Your answer is the line containing "of the stepping" plus every line after it through the end of the records, printed exactly and free of pictures.

Records from a collection
****************************************
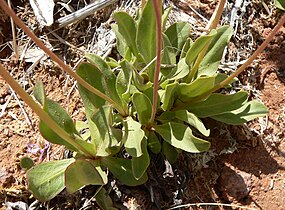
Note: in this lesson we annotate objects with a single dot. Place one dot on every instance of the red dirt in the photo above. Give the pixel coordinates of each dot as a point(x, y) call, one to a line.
point(252, 176)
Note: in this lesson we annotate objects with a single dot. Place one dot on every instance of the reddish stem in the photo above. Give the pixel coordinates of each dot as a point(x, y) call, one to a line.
point(157, 8)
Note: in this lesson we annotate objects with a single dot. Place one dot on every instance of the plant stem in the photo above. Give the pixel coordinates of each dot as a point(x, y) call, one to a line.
point(254, 55)
point(228, 80)
point(42, 114)
point(213, 23)
point(56, 59)
point(157, 8)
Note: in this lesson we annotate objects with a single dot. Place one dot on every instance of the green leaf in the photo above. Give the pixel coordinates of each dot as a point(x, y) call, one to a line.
point(103, 200)
point(127, 27)
point(247, 112)
point(137, 79)
point(170, 152)
point(82, 128)
point(39, 92)
point(168, 98)
point(182, 70)
point(82, 173)
point(122, 170)
point(26, 163)
point(107, 140)
point(218, 104)
point(153, 143)
point(280, 4)
point(60, 116)
point(140, 164)
point(143, 107)
point(112, 62)
point(91, 101)
point(121, 44)
point(186, 92)
point(192, 120)
point(165, 17)
point(169, 53)
point(181, 137)
point(211, 61)
point(178, 72)
point(47, 179)
point(108, 79)
point(198, 46)
point(177, 34)
point(133, 135)
point(185, 48)
point(146, 36)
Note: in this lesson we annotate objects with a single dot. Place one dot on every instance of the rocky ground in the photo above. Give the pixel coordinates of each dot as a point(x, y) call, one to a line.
point(245, 165)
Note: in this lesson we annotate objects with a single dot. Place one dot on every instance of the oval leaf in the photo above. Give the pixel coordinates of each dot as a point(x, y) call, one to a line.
point(82, 173)
point(140, 164)
point(178, 34)
point(47, 179)
point(198, 46)
point(218, 104)
point(181, 137)
point(247, 112)
point(127, 27)
point(192, 120)
point(198, 87)
point(134, 136)
point(143, 107)
point(146, 36)
point(211, 61)
point(122, 170)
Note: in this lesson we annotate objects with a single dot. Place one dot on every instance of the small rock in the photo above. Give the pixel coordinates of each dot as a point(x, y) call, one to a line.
point(234, 184)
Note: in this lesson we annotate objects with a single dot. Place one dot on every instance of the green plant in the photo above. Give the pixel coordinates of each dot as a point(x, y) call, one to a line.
point(152, 100)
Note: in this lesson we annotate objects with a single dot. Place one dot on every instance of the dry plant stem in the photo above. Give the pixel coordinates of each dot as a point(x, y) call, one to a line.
point(42, 114)
point(213, 23)
point(157, 7)
point(211, 204)
point(240, 69)
point(254, 55)
point(56, 59)
point(14, 35)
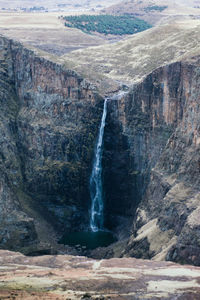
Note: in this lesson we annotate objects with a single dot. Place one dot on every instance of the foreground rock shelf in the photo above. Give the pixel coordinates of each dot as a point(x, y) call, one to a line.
point(70, 277)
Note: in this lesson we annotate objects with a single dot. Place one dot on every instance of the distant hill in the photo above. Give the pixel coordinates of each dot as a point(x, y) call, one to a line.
point(128, 61)
point(153, 11)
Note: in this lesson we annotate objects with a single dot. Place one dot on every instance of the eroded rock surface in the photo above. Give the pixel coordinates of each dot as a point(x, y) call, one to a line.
point(160, 120)
point(69, 277)
point(48, 125)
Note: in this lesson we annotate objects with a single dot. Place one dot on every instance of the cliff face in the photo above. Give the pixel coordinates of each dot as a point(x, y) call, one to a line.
point(49, 122)
point(160, 120)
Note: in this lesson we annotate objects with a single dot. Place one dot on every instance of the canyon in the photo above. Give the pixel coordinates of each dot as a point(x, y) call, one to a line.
point(49, 123)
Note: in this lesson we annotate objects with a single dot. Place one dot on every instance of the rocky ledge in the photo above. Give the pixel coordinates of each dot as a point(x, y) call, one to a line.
point(70, 277)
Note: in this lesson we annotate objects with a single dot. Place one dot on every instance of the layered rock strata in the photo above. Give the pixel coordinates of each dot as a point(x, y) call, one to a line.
point(160, 120)
point(49, 122)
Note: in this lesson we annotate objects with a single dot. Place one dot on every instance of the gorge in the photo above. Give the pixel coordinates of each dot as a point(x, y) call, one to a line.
point(50, 120)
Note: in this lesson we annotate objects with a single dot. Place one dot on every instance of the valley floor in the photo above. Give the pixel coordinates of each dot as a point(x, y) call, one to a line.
point(70, 277)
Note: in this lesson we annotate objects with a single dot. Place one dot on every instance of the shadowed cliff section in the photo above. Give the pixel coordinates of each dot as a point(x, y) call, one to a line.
point(161, 121)
point(49, 122)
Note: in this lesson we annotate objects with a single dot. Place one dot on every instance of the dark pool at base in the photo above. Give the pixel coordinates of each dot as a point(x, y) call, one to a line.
point(89, 240)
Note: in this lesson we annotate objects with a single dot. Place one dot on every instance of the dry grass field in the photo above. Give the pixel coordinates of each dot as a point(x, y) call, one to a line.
point(144, 9)
point(128, 61)
point(45, 31)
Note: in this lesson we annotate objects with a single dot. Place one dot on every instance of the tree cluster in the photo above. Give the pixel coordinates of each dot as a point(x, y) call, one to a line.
point(107, 24)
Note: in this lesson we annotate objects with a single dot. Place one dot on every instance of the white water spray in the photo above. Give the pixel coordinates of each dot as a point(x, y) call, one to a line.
point(96, 189)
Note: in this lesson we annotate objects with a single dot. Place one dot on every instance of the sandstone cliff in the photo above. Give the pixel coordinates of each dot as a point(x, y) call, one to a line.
point(49, 122)
point(160, 120)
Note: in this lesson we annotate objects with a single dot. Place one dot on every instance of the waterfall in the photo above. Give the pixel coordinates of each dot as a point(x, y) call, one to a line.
point(96, 189)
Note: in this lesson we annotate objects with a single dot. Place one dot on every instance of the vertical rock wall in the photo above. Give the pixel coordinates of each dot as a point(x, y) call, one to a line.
point(50, 119)
point(161, 121)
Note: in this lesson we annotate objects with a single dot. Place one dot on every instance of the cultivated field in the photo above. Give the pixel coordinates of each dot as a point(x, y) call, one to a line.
point(45, 31)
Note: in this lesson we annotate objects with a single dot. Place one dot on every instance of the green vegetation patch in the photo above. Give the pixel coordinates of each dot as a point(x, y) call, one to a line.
point(155, 7)
point(107, 24)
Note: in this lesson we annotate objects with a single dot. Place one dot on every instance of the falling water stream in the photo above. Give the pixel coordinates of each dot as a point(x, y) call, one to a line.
point(96, 189)
point(98, 236)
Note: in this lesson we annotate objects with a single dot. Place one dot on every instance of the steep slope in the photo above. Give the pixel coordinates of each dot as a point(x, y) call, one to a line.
point(128, 61)
point(160, 119)
point(49, 121)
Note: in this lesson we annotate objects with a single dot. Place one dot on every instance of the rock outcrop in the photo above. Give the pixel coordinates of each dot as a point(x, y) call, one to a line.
point(160, 120)
point(49, 122)
point(69, 277)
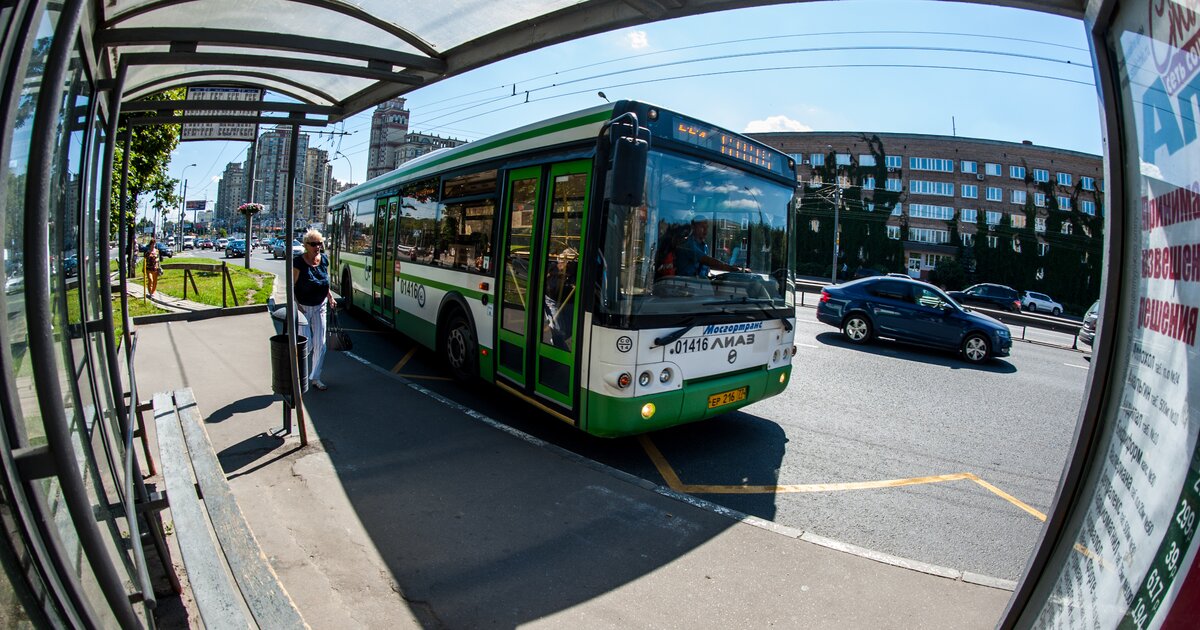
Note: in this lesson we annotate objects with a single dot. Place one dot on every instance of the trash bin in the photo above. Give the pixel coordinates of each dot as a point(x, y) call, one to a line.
point(281, 377)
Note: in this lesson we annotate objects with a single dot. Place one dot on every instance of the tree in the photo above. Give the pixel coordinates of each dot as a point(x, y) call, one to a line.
point(150, 148)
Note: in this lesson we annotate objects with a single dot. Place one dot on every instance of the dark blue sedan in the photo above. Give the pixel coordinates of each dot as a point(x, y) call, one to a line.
point(913, 312)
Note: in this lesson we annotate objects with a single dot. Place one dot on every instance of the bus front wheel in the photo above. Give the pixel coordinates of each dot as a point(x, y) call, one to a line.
point(460, 347)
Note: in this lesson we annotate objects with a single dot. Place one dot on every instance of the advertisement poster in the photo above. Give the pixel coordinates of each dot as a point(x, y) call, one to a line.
point(1138, 546)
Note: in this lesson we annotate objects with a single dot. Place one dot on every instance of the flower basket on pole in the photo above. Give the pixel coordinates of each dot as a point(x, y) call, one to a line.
point(250, 209)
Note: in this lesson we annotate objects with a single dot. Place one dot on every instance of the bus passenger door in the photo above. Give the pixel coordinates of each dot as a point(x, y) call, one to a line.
point(383, 259)
point(539, 316)
point(558, 318)
point(520, 213)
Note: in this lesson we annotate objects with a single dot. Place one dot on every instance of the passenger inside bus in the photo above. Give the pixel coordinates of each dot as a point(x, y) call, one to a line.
point(559, 298)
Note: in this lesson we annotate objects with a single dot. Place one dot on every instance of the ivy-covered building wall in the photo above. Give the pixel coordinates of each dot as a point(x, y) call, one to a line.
point(949, 210)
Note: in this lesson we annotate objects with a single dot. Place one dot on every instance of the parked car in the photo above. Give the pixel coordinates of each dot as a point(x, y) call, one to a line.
point(235, 247)
point(279, 252)
point(915, 312)
point(1035, 301)
point(989, 295)
point(1087, 331)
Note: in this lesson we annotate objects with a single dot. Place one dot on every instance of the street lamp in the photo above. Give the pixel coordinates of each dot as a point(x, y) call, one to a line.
point(183, 201)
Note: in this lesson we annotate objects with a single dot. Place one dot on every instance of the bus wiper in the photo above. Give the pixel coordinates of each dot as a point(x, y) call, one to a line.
point(761, 303)
point(670, 337)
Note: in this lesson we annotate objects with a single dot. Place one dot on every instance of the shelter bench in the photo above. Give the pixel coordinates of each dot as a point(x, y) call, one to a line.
point(233, 583)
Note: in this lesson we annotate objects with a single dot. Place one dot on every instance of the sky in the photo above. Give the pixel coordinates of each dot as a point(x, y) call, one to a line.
point(915, 66)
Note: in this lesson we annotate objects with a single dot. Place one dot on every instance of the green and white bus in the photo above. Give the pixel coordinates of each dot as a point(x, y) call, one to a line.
point(623, 268)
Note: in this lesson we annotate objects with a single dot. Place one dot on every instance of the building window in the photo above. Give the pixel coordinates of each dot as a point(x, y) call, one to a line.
point(931, 163)
point(943, 189)
point(934, 237)
point(942, 213)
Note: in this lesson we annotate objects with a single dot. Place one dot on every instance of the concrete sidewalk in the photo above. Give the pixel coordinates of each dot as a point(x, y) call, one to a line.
point(408, 511)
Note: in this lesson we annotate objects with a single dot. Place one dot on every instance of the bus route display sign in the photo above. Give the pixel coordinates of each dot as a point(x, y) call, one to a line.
point(221, 131)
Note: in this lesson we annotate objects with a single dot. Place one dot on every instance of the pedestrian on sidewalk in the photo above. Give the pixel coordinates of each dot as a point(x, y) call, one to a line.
point(310, 276)
point(154, 267)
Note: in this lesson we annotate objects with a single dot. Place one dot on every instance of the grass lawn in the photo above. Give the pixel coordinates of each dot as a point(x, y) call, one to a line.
point(251, 285)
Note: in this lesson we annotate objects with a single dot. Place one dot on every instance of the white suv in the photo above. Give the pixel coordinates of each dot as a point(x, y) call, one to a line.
point(1035, 301)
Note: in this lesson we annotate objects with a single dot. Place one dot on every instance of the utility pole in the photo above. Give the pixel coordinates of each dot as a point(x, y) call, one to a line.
point(837, 232)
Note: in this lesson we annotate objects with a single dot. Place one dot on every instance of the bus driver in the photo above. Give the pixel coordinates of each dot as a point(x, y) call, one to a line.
point(691, 256)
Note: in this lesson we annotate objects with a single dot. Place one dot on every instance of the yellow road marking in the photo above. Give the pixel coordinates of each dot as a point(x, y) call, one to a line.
point(403, 361)
point(672, 480)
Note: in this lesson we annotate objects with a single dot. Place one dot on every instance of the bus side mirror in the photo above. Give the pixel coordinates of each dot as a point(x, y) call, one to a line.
point(627, 184)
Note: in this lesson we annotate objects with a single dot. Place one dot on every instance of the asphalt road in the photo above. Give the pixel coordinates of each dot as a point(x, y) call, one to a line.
point(893, 448)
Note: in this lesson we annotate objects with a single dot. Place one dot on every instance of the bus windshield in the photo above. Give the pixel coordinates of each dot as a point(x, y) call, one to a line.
point(708, 239)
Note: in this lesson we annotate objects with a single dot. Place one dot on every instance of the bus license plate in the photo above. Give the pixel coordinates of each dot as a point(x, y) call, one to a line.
point(726, 397)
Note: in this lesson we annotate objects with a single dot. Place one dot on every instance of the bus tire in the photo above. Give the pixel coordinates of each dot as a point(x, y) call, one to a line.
point(460, 348)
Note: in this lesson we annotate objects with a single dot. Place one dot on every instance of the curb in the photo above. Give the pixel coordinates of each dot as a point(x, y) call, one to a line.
point(195, 316)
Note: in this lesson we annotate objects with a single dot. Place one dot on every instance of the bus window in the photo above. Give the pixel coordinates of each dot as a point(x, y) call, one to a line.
point(419, 222)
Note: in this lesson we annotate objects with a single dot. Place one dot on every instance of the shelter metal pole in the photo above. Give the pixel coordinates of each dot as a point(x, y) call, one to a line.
point(42, 346)
point(106, 226)
point(126, 239)
point(297, 396)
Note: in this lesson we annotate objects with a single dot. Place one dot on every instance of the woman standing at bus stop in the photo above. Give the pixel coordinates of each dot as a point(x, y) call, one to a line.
point(310, 276)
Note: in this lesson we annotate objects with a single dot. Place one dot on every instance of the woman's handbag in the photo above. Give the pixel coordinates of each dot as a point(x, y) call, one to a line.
point(339, 340)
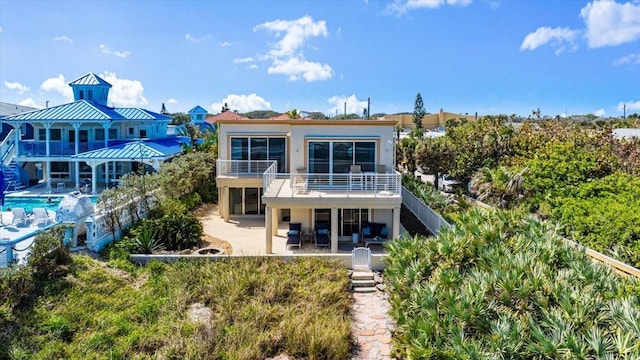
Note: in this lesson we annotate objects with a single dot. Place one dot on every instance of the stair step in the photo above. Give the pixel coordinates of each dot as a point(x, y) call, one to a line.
point(363, 283)
point(365, 289)
point(362, 275)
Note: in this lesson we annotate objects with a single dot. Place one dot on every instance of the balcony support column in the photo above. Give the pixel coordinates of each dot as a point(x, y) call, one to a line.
point(275, 222)
point(47, 173)
point(268, 224)
point(395, 229)
point(334, 230)
point(76, 129)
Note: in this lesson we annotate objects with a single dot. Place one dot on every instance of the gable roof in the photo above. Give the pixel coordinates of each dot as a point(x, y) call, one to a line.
point(227, 115)
point(84, 110)
point(197, 110)
point(90, 79)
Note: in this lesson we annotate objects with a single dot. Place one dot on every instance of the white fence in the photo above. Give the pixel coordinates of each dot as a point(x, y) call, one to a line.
point(428, 217)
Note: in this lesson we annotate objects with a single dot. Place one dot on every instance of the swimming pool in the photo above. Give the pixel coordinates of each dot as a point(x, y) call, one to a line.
point(29, 202)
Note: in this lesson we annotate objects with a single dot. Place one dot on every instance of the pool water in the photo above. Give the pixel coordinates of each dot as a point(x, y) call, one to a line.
point(30, 202)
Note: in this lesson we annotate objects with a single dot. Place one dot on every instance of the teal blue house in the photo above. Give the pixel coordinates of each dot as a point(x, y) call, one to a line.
point(85, 140)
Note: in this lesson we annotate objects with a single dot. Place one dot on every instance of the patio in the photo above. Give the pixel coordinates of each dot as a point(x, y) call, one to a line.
point(246, 235)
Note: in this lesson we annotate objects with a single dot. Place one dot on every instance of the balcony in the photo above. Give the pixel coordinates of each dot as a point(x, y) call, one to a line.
point(242, 168)
point(29, 148)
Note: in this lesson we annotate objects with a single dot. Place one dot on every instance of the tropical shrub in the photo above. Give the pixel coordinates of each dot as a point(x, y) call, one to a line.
point(260, 308)
point(505, 285)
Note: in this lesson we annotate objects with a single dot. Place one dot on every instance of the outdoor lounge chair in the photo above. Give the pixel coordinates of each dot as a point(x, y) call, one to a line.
point(293, 235)
point(19, 217)
point(322, 235)
point(40, 215)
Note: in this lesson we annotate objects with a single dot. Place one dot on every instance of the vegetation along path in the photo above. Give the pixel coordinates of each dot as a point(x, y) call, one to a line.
point(371, 325)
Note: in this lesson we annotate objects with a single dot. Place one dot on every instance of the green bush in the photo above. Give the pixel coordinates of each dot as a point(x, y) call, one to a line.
point(505, 285)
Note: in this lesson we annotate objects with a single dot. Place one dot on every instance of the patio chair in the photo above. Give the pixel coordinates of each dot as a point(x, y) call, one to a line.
point(19, 217)
point(40, 215)
point(293, 235)
point(322, 235)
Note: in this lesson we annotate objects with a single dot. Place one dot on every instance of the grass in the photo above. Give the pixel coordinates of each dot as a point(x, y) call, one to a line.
point(260, 308)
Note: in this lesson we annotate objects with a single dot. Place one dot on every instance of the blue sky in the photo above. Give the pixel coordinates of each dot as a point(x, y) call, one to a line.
point(466, 56)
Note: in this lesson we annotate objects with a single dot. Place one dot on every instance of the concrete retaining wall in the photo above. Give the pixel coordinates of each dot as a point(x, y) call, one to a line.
point(377, 262)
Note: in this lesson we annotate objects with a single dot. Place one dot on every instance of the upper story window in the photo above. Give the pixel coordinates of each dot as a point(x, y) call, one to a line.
point(337, 156)
point(99, 134)
point(260, 148)
point(54, 134)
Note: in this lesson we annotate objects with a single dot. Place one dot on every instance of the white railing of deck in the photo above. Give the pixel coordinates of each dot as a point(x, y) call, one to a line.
point(383, 184)
point(242, 168)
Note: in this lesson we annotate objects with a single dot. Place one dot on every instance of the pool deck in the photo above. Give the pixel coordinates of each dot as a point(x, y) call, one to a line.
point(26, 231)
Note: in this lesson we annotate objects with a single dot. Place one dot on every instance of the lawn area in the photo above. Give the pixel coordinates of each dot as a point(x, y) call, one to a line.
point(248, 308)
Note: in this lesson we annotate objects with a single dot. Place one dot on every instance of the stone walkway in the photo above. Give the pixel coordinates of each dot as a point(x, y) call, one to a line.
point(372, 325)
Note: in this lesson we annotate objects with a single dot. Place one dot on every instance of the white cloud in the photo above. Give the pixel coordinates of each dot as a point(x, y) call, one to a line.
point(400, 7)
point(21, 88)
point(631, 59)
point(610, 23)
point(64, 38)
point(558, 37)
point(354, 106)
point(125, 92)
point(242, 103)
point(299, 67)
point(287, 54)
point(631, 105)
point(29, 102)
point(106, 50)
point(243, 60)
point(59, 85)
point(294, 33)
point(192, 38)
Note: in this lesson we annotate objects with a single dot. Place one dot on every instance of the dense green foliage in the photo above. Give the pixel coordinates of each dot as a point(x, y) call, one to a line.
point(506, 286)
point(259, 308)
point(549, 168)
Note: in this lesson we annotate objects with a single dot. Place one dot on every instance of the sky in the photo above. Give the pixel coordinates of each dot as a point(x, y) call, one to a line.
point(564, 57)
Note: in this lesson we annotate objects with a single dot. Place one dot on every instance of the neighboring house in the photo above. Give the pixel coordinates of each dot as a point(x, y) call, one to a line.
point(85, 139)
point(301, 170)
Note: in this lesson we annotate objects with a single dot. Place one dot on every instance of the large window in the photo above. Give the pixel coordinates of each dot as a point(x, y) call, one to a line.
point(337, 156)
point(260, 148)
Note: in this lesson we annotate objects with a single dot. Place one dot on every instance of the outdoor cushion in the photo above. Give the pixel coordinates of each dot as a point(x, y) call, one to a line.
point(384, 231)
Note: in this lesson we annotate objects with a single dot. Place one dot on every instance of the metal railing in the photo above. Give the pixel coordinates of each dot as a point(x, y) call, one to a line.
point(431, 219)
point(385, 183)
point(243, 168)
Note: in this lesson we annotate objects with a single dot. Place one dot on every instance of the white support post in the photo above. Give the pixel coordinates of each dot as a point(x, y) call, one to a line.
point(268, 224)
point(334, 230)
point(396, 222)
point(276, 218)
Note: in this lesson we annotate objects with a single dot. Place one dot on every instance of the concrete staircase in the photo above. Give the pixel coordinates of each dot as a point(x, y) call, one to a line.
point(363, 281)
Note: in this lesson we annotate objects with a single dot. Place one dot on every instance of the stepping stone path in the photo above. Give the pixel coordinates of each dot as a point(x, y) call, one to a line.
point(371, 323)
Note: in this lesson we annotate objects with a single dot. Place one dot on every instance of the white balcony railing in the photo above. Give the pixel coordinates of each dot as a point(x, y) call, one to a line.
point(366, 182)
point(242, 168)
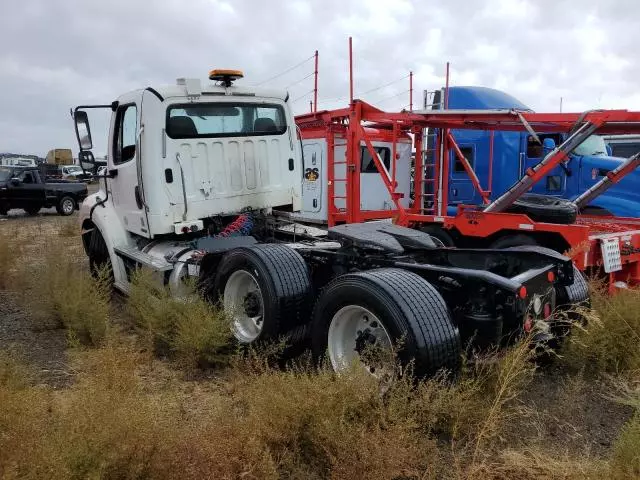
****************************************
Result of this task:
Note: in this lesson we annotate objects with a single dot. Place one dot on every instance of the stepping stone path in the photo above. Give the pixel coordinates of each dot as a point(x, y) call, one to a line.
point(371, 323)
Note: in this lesson we annotate objects with a single dot. Place one dot on every instance of the white balcony railing in the photo above. Give the pixel coordinates of each dot as a point(x, y) call, one to a line.
point(366, 182)
point(242, 168)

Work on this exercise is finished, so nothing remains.